| TEXTE FOURNI |

····················

Dictionnaire pratique et historique de la musique/Cloche
Cloche, n. f. Instrument de percussion
en métal, en forme de coupe
profonde renversée, mis en vibration,
soit par le choc d’un battant
suspendu à l’intérieur et qui heurte
sa paroi lorsqu’on imprime à l’ensemble
un mouvement de balancement,
soit par celui d’un marteau placé à
l’extérieur et qui frappe la Cl. restée
immobile. Le principe de la Cl. est connu
depuis la plus haute antiquité. Sous
la forme réduite de clochette elle
a de tout temps servi aux signaux.
Le christianisme en a fait par excellence
la voix qui appelle les hommes
dans la maison de prière, et, pour lui
ménager une place appropriée aux
services que le culte exigeait d’elle,
l’architecture a créé les clochers et
les tours qui couronnent l’humble
chapelle ou la splendide cathédrale ;
après que la Cl. eut débordé, au
moyen âge, de la vie religieuse jusqu’à
la vie civile et que, sans cesser
d’être la voix des temples, elle fut
devenue celle des cités, on érigea
les beffrois où elle sonnait les heures,
le couvre-feu, le tocsin, les réjouissances
et les deuils publics. Au
xvie s., le traducteur du Rationale
de G. Durand dénomme cinq espèces
de Cl., qui ont chacune son rôle
spécial. « La cloche, dit-il, sonne
en l’église, l’esquelle au réfectoire, le
timbre au cloître, la nole au chœur
et la nolete en l’horloge ». Le nom de
nole, qui venait de l’église de Nola,
en Campanie, où l’évêque saint Paulin
(ve s.) avait le premier fait usage
des Cl., disparut avant le mot campane,
qui avait le même sens et la
même origine et duquel se sont formés
campanaire, campanologie, etc.
Le haut moyen âge connaissait deux
modes de fabrication des Cl., les
unes étant forgées, les autres, coulées.
Une petite Cl. conservée dans le
trésor de la cathédrale de Saint-Pol-de-Léon
et qui passe pour la plus
ancienne de France est faite d’une
lame de cuivre battue au marteau,
en forme d’une pyramide tronquée
à angles arrondis, avec les bords
relevés et une anse ajoutée, en bronze.
Elle pèse 4 kg. 250 et n’a qu’une très
faible sonorité. Après de longs tâtonnements
on adopta pour le métal
de Cl. un alliage d’environ 76 p. 100
de cuivre et 24 p. 100 d’étain. Les Cl.
de fonte n’ont obtenu quelque succès
que par l’infériorité de leur prix.

····················

| LISTE DES TÂCHES |
- A) D'après l'article sur la cloche, combien pèse la petite cloche conservée dans le trésor de la cathédrale de Saint-Pol-de-Léon ?
- B) Recopiez l'article sur la cloche en commençant à « Elle pèse 4 » et en terminant à « d’étain. Les Cl. ».

Extraits d'un jeu de données d'étiquetage par points
····················

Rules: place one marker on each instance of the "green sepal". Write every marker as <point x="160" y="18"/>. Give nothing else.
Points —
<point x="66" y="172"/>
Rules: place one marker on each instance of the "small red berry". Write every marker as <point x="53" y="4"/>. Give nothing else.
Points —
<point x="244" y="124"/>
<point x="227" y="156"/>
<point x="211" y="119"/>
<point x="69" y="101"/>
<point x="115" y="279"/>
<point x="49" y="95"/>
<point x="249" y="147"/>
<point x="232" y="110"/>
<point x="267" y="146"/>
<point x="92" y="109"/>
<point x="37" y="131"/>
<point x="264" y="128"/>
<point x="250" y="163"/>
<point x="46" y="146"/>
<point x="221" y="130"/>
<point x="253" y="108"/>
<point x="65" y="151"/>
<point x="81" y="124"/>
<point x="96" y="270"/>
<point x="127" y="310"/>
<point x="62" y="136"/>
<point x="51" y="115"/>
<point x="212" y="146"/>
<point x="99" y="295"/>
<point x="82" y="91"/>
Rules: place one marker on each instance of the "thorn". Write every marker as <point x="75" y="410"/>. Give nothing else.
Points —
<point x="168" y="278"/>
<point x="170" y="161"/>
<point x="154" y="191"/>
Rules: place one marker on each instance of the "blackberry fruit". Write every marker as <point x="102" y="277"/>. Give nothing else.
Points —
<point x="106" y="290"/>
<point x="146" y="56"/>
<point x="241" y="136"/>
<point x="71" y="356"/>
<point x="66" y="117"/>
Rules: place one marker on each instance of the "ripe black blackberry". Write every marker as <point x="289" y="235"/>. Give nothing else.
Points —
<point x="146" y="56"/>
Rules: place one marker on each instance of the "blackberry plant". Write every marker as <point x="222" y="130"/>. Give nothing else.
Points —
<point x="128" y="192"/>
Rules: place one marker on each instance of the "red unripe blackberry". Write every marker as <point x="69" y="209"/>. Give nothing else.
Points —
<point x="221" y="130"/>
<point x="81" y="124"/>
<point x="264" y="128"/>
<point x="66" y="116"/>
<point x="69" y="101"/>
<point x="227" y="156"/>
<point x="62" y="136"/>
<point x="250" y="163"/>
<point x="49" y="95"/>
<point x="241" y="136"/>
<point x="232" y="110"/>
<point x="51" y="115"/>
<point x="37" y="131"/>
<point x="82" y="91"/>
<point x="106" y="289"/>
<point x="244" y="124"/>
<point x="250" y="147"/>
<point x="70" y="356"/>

····················

| RÉSULTATS DES TÂCHES |
- A) Elle pèse 4 kg. 250.

- B)
Elle pèse 4 kg. 250 et n’a qu’une très
faible sonorité. Après de longs tâtonnements
on adopta pour le métal
de Cl. un alliage d’environ 76 p. 100
de cuivre et 24 p. 100 d’étain. Les Cl.